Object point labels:
════════

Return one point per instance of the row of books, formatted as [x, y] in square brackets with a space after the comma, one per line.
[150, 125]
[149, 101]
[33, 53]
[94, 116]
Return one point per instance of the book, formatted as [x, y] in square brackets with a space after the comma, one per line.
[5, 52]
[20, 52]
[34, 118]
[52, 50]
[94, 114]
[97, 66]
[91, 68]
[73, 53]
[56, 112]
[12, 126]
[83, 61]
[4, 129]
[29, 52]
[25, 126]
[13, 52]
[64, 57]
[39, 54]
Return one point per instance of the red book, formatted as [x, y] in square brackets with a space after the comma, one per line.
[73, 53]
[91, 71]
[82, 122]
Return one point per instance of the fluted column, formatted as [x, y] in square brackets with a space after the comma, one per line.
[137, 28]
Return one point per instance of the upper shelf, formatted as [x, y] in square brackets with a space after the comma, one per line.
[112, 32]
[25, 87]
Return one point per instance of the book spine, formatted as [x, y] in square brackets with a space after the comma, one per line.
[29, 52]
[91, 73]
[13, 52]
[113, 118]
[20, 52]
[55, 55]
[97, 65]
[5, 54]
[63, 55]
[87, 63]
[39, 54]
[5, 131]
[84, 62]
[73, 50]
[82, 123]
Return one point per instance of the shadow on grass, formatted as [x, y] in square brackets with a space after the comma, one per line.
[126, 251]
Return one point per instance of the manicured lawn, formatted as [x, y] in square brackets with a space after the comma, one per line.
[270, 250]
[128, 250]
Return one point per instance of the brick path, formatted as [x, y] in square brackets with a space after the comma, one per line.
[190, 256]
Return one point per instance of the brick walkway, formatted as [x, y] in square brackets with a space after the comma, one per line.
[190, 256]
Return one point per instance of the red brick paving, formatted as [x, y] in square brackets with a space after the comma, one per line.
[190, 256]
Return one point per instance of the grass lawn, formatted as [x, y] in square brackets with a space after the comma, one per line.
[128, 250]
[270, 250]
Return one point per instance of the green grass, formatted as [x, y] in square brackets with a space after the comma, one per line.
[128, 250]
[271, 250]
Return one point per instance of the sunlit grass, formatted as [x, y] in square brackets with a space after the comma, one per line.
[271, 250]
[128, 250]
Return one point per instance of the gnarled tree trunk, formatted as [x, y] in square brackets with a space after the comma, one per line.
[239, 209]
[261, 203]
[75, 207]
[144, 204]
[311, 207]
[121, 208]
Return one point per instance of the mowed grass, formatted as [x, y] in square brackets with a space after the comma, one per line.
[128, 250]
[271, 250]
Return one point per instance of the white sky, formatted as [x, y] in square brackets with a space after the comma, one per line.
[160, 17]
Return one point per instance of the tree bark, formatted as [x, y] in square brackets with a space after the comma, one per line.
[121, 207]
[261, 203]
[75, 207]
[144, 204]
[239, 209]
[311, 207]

════════

Rewrite every row above, switching each "Return" to "Give" and leaving everything else unchanged.

_Answer in full_.
Give one point per instance of the row of books, formatted as [x, y] in square brackets with a space after the comma, one per line.
[150, 125]
[149, 101]
[33, 53]
[94, 116]
Give one point per instance of the book, formatted as [x, y] in square brackets with a space after the comma, one per line.
[5, 52]
[20, 52]
[34, 118]
[52, 50]
[94, 114]
[97, 66]
[91, 68]
[73, 53]
[56, 112]
[12, 126]
[83, 61]
[4, 129]
[29, 52]
[25, 126]
[13, 52]
[64, 57]
[39, 54]
Give one point per instance of the red book, formatted as [x, y] in square brackets with a space after the comma, one per line.
[73, 53]
[91, 71]
[82, 122]
Give one point per instance of the fluted column, formatted as [x, y] in square brackets with a space after the comma, one per line.
[137, 28]
Give one point per instance of the upper shelf, formatted as [x, y] in square brackets with a space after the comma, one per line.
[112, 32]
[25, 87]
Give one point per instance of the book spine, formatted as [x, y] in square brackets with a space after the comma, one per line.
[29, 52]
[91, 73]
[13, 52]
[113, 118]
[20, 52]
[55, 55]
[97, 65]
[5, 54]
[63, 55]
[87, 63]
[39, 54]
[5, 131]
[84, 62]
[73, 50]
[82, 123]
Give one point per instance of the shadow on grass, formatted as [x, y] in square brackets with a space after the comma, one per line.
[126, 251]
Give one point per instance of the manicured lawn, formatted as [x, y] in square brackets with a space after the comma, one per line.
[270, 250]
[128, 250]
Give one point per instance of the brick path, formatted as [x, y] in square brackets with a space after the comma, one per line.
[190, 256]
Give one point per instance of the brick walkway, formatted as [x, y] in square brackets with a space after the comma, one per line.
[190, 256]
Give one point per instance of the red brick paving, formatted as [x, y] in square brackets with a space after the comma, one per line.
[190, 256]
Give one point per instance of the grass lawn, formatted as [x, y] in square brackets with a space after the comma, one per line.
[128, 250]
[270, 250]
Give one point per instance of the green grass, formatted as [x, y] in square brackets with a space after the comma, one per line.
[128, 250]
[271, 250]
Give one point per instance of the sunlit grass, formatted as [x, y] in square brackets with a space after the comma, one per line.
[271, 250]
[128, 250]
Give one point per instance of the gnarled tree trunk, formatted as [x, y] in square brackets with a space after the comma, one per line.
[239, 209]
[261, 203]
[75, 207]
[144, 204]
[311, 207]
[121, 208]
Give one point per instance of the mowed grass, formatted as [x, y] in square brackets with a space after the comma, one per line.
[128, 250]
[271, 250]
Give one point per instance of the white sky, formatted as [x, y] in square brackets with a space after the comma, one per line.
[160, 17]
Give one point per instance of the tree bark, formatted as [x, y] in square brackets with a space after the comma, one per line.
[121, 207]
[261, 203]
[75, 207]
[144, 204]
[239, 209]
[311, 207]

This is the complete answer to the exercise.